» SUPPLIED PASSAGE:
■ ■ ■ ■

It would not be an exaggeration to say that AMERICAN ASSASSIN is the book that Vince Flynn fans have been waiting for. This 11th thriller starring Mitch Rapp pulls back the veil to reveal what might be called his hidden years, before he became a CIA super-agent.

"...Flynn has given us the latest in a long and memorable line of stirring and must-read thrillers."

The pivotal event for Rapp, the motivational force that started him down the path he chose to tread and the one that drives him to this day, was the Pan Am Lockerbie bombing in December 1988. Those five words have become a tragic shorthand for one of the most dastardly terrorist attacks in modern history. Rapp lost someone dear to him in the carnage that occurred, so when he is recruited in the early 1990s by an enigmatic woman named Irene Kennedy with the promise of getting some payback, he is more than ready to do so. Rapp seems an unlikely recruit for what we learn is a group of clandestine operatives who, for all intents and purposes, will not exist, a team that will work outside of normal operations. The creative force behind the team is a cold warrior named Thomas Stansfield, the CIA’s Operations Director and Kennedy’s immediate superior.

■ ■ ■ ■

» DATA RECORDS:
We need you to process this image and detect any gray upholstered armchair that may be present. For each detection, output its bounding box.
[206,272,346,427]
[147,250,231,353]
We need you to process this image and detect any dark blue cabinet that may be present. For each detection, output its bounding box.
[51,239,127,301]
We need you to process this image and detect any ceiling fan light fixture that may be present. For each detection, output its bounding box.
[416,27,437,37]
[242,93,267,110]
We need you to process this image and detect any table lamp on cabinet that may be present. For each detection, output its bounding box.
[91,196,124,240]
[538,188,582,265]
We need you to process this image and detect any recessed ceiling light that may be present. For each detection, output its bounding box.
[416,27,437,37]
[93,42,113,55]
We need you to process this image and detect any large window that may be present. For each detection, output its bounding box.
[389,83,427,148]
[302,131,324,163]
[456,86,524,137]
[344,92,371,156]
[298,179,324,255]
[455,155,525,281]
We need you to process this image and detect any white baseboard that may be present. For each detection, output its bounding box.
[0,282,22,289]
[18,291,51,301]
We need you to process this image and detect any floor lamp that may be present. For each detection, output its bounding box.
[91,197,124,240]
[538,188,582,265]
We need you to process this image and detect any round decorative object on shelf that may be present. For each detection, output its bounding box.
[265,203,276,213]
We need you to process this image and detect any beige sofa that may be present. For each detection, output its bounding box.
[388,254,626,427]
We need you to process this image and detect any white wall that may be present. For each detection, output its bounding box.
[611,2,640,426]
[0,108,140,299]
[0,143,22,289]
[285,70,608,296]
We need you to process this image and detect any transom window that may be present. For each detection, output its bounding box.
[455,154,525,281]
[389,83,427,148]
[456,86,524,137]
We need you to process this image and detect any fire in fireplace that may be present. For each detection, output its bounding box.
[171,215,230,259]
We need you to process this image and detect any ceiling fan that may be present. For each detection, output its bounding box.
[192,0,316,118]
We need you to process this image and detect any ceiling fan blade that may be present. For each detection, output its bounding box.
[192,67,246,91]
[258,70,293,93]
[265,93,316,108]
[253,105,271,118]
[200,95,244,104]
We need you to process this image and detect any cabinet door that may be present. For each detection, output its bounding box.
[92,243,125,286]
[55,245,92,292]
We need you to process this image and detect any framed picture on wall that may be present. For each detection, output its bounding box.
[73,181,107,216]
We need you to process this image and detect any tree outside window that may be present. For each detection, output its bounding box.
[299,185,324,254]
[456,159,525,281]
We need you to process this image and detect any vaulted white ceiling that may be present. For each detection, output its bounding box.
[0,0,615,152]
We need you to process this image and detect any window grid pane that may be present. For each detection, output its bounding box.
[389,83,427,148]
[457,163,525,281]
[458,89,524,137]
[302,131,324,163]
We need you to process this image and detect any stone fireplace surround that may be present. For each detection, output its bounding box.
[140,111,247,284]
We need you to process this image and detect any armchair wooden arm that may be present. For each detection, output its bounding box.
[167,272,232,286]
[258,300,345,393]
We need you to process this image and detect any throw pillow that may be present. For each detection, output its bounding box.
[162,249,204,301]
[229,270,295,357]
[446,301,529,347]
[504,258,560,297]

■ ■ ■ ■

» TASK REQUIREMENTS:
• a. Using the book review above, decide whether each statement agrees with it: (i) AMERICAN ASSASSIN is the 11th thriller starring Mitch Rapp; (ii) Rapp is recruited in the late 1990s by Irene Kennedy; (iii) Thomas Stansfield is Kennedy's immediate superior. For each, answer yes or no and quote the words of the review that settle it.
• b. Resume the book review above, starting right after its final sentence.

» THE RESPONSES:
• a.
(i) Yes: "This 11th thriller starring Mitch Rapp"
(ii) No: "he is recruited in the early 1990s by an enigmatic woman named Irene Kennedy"
(iii) Yes: "the CIA’s Operations Director and Kennedy’s immediate superior"

• b.
Rapp is brought to a deceptively peaceful estate in Virginia, where he is to be trained in the ways of spy craft by Stan Hurley, a legendary espionage agent whose name alone is enough to elicit fear in terrorists of every stripe. Hurley has no desire to have Rapp as part of the team, given that Rapp has no military background and only the most rudimentary training in hand-to-hand combat. But Hurley is in for a surprise. Rapp, as is quickly and effectively demonstrated to Hurley, is a world-class athlete with the ability to learn and react quickly and effectively. He soaks up everything that Hurley and his staff teaches him and can show them a few things as well. Still, Hurley is not entirely sold on Rapp, particularly when Rapp shows a tendency to deviate from operational plans and wing it, albeit successfully, in the field. As someone points out to Hurley fairly early on in AMERICAN ASSASSIN, part of the reason that Hurley doesn’t care for Rapp is because he reminds Hurley of a younger version of himself.

After proving his worth in a couple of operations and earning Hurley’s grudging but honest respect, Rapp is given an assignment in Beirut that he may not walk away from. An important CIA asset has been kidnapped and is being tortured by terrorists, with the potential result being that American intelligence in that very dangerous part of the world may be effectively compromised. Rapp and Hurley are charged with bringing the man home and, in the process, teaching terrorists a very painful and instructive lesson in what happens when you attack agents of the United States.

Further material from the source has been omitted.